Lines of data:
-- -- --

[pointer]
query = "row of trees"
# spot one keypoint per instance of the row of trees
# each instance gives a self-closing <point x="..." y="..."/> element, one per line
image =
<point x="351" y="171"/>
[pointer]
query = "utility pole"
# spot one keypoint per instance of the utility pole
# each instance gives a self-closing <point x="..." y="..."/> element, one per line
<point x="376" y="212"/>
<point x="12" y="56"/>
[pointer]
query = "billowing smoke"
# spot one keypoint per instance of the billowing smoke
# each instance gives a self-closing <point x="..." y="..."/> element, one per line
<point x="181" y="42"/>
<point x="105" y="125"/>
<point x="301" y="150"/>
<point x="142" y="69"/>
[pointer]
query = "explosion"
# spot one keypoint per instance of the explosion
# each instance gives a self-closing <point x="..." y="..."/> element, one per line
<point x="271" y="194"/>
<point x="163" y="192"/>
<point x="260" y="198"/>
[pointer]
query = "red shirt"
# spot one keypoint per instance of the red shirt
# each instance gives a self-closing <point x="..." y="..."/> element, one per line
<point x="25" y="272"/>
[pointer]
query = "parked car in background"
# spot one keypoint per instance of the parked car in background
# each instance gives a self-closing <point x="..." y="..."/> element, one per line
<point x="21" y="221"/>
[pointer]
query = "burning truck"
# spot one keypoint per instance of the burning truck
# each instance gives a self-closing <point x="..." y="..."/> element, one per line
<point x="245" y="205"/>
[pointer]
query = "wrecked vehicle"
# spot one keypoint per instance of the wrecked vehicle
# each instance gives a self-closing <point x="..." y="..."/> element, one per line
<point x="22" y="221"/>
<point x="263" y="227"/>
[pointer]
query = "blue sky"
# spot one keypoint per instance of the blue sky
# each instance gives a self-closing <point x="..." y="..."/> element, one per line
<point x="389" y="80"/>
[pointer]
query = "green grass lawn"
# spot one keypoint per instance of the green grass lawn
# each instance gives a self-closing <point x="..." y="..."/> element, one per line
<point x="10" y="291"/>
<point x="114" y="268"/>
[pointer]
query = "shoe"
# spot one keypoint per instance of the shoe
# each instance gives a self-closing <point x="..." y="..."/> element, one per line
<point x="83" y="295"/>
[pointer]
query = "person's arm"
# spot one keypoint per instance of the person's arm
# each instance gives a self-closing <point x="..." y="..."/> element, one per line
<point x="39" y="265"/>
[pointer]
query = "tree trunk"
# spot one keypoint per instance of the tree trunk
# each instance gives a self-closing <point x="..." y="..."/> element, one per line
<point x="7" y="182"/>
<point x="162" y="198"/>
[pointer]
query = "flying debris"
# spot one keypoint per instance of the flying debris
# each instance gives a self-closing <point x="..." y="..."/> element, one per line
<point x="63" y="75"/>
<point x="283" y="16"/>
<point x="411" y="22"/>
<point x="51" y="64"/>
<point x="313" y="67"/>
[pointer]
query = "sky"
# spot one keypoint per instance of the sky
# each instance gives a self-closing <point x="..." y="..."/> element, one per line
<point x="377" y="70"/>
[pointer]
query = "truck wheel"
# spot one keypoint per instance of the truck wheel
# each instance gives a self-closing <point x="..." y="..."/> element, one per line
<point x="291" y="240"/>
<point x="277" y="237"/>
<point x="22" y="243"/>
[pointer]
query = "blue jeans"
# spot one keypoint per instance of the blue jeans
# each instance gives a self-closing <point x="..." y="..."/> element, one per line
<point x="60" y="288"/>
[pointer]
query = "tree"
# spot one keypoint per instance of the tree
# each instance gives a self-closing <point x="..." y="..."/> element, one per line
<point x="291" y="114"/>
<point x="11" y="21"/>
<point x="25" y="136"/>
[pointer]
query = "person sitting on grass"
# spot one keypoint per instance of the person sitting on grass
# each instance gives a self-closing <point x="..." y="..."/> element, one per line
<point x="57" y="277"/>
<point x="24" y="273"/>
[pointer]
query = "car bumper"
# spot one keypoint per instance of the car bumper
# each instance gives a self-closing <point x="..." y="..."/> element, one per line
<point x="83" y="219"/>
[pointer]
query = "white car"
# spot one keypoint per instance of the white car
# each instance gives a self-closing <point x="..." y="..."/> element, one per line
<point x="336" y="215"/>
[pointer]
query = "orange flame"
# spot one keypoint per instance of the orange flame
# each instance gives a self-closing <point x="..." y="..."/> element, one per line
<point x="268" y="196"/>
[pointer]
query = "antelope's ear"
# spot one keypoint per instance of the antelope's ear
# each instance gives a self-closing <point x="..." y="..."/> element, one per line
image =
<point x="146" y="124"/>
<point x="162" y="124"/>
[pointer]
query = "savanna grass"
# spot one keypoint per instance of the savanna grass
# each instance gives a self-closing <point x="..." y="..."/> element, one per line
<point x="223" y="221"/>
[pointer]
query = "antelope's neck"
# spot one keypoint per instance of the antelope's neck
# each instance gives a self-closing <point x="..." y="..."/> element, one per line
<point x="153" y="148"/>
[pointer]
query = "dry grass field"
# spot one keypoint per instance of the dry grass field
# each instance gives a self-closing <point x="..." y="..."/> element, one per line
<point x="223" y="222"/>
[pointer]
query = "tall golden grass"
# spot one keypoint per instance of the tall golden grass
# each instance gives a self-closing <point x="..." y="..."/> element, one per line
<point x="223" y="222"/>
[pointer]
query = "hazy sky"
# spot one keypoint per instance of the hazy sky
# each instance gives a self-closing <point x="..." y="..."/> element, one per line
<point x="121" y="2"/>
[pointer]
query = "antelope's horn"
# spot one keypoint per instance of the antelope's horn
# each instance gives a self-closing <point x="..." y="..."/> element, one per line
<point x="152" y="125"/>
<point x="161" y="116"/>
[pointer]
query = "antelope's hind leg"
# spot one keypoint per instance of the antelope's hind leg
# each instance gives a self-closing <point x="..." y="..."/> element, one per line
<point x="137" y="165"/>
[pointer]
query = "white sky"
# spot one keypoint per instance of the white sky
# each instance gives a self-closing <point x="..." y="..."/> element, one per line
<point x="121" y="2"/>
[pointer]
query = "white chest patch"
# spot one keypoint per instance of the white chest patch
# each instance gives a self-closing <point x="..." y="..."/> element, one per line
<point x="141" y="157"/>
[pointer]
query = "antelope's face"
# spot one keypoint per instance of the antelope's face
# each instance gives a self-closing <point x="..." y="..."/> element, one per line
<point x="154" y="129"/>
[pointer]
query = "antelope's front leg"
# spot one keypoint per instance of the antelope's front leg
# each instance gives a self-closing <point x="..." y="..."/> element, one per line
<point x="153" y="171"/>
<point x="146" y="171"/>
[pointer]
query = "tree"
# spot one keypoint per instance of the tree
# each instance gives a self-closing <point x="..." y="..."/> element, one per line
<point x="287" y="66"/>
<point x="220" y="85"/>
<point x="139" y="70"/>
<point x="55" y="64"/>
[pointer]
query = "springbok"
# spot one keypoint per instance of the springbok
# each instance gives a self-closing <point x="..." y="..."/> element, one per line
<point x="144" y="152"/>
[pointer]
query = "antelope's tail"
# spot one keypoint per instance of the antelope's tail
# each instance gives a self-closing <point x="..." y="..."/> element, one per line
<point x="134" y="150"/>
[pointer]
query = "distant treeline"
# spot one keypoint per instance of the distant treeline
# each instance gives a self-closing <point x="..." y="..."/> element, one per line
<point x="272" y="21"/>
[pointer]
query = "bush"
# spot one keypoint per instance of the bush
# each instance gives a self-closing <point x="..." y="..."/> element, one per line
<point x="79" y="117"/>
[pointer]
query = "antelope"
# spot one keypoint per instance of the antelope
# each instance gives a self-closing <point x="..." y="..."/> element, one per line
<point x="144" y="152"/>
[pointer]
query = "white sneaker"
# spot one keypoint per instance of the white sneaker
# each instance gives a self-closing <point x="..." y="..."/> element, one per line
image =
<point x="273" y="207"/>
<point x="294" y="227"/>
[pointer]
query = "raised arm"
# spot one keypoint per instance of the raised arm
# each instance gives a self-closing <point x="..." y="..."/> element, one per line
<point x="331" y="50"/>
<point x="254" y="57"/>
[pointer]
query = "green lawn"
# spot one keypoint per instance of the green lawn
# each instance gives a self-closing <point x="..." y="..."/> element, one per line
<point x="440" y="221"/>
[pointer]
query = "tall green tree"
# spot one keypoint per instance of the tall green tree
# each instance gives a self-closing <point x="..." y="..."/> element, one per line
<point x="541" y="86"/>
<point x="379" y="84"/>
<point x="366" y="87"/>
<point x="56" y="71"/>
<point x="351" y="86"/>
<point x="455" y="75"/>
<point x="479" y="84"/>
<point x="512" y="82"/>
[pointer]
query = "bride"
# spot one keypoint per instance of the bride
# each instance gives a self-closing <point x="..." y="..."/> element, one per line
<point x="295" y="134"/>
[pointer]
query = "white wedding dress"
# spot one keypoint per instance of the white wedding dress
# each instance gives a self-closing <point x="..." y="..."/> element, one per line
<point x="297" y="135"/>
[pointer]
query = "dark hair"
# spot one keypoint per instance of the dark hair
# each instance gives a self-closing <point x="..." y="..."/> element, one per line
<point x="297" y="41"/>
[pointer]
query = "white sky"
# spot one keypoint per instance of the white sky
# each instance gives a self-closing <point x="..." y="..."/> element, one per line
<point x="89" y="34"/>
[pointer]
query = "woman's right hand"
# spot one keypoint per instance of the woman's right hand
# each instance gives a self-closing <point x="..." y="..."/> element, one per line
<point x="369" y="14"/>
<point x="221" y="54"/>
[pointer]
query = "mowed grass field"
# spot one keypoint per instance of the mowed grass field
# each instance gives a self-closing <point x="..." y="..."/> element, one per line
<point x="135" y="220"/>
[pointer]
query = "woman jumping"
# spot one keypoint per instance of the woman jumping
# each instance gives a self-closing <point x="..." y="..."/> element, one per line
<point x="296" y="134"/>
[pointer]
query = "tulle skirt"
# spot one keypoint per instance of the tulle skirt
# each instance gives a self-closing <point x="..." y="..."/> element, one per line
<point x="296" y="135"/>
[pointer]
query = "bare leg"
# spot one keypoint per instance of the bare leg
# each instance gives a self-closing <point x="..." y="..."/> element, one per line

-- -- --

DO THIS. Identify every line in the items above that contains the string "jumping" and copy each one. Case counts.

SOLUTION TO THE EXERCISE.
query = "woman jumping"
# spot one keypoint per instance of the woman jumping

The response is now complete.